### WHAT THE TASK ASKS
No line before the one containing "Target: tree canopy" should appear; that line and all lines after it, through the end of the data, are to be set down exactly.

### MATERIAL FOR THE TASK
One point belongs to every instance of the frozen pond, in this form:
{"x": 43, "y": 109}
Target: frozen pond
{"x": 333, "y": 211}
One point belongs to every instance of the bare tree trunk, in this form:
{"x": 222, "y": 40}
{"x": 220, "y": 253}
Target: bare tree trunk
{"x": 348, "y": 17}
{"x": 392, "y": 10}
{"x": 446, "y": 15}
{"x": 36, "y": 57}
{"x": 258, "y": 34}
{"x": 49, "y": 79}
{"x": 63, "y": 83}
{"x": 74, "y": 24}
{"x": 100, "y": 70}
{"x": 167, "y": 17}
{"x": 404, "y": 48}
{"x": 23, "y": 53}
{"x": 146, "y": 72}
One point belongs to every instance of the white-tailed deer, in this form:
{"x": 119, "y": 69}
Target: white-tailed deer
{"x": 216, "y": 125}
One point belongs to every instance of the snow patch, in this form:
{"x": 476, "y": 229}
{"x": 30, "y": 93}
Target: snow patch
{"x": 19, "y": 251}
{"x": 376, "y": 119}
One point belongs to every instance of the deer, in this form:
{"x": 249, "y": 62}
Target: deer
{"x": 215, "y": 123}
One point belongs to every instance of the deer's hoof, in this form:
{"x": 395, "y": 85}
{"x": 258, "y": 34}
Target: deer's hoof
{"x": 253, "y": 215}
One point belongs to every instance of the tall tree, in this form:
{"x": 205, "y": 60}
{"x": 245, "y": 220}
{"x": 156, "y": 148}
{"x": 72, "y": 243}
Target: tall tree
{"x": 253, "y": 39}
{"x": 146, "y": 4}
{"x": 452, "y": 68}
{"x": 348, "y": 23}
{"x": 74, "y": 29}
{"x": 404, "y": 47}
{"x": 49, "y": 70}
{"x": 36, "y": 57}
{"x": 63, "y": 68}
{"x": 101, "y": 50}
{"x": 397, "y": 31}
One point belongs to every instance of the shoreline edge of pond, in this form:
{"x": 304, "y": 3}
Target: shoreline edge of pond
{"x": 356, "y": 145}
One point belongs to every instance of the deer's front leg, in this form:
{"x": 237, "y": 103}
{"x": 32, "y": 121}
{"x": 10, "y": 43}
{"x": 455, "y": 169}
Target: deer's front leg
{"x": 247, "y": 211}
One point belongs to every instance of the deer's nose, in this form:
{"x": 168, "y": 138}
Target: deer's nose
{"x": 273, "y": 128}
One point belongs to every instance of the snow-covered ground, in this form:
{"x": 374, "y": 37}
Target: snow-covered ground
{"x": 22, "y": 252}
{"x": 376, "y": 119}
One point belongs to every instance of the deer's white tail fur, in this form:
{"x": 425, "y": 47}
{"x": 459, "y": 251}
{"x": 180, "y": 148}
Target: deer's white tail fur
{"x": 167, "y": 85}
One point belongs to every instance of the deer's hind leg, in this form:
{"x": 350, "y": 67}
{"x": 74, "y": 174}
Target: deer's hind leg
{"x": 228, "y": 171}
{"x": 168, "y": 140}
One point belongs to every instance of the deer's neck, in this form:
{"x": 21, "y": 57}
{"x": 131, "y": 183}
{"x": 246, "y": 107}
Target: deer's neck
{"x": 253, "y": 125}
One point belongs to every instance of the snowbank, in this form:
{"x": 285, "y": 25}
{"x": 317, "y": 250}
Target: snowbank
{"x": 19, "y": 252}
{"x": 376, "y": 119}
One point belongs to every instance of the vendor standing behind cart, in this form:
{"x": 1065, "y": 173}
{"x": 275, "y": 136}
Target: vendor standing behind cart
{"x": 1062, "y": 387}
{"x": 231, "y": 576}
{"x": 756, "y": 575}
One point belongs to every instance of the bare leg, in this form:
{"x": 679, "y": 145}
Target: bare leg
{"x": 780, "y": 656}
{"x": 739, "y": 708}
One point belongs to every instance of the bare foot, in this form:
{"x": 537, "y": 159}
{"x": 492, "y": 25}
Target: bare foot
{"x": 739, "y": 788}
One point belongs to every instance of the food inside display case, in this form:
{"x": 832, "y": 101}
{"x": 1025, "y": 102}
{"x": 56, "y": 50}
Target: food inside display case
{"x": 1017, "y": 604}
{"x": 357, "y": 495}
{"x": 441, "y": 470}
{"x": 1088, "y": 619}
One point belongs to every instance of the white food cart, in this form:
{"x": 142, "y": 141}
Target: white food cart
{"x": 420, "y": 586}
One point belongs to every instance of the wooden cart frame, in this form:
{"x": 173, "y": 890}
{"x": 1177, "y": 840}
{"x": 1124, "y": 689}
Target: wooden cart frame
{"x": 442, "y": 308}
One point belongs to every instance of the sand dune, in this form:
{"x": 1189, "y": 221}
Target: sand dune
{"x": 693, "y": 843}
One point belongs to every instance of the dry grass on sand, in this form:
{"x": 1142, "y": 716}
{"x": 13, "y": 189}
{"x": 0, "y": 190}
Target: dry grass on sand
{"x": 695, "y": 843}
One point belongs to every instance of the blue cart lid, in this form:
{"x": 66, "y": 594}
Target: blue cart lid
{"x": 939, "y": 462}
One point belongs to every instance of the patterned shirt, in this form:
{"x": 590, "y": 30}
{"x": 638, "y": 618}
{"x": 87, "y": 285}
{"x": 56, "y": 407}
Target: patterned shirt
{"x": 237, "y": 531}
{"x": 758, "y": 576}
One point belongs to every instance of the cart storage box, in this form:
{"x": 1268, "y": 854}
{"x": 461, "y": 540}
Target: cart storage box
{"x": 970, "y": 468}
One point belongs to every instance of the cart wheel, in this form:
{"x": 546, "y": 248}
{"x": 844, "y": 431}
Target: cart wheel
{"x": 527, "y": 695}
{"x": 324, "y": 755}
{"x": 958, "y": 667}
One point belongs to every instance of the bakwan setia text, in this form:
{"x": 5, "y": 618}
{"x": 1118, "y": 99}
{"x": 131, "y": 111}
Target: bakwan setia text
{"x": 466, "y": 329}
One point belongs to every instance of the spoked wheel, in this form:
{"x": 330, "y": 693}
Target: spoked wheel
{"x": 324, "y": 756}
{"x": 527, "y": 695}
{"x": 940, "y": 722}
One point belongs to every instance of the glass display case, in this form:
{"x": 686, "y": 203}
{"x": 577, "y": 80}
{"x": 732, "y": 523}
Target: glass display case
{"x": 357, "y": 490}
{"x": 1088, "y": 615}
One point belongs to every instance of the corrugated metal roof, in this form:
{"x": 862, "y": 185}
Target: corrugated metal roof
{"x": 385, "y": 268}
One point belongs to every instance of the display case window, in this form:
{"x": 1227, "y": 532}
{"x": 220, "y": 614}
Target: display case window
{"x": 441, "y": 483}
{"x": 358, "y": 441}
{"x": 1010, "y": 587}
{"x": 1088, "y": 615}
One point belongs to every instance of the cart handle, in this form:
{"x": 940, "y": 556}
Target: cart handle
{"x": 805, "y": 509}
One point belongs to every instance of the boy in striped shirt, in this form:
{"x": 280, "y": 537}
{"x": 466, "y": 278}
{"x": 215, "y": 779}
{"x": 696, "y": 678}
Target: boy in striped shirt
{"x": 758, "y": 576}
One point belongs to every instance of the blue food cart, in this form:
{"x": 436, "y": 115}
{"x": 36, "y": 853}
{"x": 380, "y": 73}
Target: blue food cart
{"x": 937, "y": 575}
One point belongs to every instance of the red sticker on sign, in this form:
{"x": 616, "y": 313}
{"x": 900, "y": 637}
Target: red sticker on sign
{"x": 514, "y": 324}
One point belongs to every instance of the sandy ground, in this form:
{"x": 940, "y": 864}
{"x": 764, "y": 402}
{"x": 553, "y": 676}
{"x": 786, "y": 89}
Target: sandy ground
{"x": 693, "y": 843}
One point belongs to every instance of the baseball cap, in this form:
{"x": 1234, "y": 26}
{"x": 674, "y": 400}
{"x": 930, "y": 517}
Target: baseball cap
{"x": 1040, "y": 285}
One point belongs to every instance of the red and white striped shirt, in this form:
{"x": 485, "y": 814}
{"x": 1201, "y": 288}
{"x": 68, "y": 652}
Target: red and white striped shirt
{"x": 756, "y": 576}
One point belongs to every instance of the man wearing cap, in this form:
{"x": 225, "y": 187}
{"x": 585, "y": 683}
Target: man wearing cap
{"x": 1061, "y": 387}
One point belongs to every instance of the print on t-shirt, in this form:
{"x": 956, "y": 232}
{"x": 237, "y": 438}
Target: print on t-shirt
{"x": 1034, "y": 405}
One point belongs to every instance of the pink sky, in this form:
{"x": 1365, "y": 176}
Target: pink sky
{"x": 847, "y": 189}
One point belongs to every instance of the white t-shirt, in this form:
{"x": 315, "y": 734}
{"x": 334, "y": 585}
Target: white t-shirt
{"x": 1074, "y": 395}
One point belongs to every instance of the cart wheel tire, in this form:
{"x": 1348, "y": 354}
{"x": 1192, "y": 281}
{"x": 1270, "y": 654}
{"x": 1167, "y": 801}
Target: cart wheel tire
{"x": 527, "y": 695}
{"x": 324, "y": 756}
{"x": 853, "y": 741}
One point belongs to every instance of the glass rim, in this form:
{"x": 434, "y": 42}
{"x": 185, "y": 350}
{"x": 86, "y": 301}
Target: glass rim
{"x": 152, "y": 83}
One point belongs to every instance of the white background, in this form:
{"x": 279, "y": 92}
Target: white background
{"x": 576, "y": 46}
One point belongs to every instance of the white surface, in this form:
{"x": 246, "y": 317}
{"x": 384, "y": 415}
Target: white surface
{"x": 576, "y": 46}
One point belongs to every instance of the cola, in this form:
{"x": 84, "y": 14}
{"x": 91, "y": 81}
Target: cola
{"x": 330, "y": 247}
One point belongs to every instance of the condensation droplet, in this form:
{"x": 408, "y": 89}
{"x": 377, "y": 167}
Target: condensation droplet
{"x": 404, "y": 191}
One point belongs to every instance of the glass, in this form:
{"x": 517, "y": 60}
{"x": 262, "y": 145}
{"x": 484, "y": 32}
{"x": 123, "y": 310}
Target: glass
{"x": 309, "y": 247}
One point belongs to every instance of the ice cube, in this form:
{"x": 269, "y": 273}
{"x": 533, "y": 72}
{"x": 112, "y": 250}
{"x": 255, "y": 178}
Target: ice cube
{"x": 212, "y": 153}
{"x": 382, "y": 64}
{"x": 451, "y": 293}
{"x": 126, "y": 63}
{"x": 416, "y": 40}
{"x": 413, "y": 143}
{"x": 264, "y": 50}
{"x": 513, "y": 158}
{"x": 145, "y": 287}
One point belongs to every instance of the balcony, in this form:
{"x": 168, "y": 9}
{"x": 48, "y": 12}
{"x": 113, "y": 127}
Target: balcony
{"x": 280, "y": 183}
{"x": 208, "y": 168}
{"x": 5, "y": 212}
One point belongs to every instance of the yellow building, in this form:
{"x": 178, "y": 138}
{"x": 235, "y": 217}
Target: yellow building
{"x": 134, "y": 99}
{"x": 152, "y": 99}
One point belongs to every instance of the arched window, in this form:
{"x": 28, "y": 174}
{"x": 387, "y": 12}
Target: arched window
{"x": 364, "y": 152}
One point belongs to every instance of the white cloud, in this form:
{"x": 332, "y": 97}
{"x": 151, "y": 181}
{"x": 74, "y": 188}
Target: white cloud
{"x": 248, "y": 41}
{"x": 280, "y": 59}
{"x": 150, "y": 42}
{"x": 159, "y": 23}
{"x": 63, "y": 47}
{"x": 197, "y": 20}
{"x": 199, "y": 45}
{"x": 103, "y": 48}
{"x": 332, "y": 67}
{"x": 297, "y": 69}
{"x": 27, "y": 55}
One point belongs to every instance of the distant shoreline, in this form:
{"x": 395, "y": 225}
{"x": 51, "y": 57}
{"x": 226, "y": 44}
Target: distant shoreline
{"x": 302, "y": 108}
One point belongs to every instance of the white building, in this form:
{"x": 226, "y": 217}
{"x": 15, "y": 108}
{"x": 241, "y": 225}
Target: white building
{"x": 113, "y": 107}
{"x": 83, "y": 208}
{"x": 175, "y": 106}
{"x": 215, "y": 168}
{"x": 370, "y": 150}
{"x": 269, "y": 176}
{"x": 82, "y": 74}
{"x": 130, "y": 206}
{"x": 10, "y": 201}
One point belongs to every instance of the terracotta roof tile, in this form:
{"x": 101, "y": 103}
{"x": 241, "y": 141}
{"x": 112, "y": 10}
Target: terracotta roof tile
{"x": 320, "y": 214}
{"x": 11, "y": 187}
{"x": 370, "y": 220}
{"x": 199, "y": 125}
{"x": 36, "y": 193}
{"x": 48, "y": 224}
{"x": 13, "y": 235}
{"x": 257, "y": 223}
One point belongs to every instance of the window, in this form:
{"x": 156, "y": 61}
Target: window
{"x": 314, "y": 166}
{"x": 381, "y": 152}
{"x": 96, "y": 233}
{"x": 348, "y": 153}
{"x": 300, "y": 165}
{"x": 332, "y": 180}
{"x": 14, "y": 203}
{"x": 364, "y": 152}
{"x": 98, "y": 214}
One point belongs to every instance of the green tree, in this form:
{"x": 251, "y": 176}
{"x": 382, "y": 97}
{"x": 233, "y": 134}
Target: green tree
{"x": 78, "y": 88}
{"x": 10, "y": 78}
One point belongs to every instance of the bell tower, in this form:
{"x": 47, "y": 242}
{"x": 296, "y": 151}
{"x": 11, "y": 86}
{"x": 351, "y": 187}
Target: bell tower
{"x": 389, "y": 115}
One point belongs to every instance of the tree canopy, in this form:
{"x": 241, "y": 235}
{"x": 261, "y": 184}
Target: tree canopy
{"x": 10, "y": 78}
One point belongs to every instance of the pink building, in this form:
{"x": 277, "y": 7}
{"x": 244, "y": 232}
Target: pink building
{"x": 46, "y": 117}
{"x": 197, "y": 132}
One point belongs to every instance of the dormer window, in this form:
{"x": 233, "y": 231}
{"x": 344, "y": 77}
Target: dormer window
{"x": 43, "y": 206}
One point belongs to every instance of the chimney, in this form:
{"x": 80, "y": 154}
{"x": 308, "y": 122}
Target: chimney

### EXERCISE RESPONSE
Target: tree canopy
{"x": 10, "y": 78}
One point belongs to every instance of the pink building, in this form:
{"x": 277, "y": 7}
{"x": 244, "y": 232}
Target: pink building
{"x": 46, "y": 117}
{"x": 197, "y": 132}
One point belongs to every instance of the dormer window, in this form:
{"x": 233, "y": 231}
{"x": 344, "y": 77}
Target: dormer window
{"x": 43, "y": 206}
One point belongs to every instance of the chimney, in this form:
{"x": 80, "y": 154}
{"x": 308, "y": 122}
Target: chimney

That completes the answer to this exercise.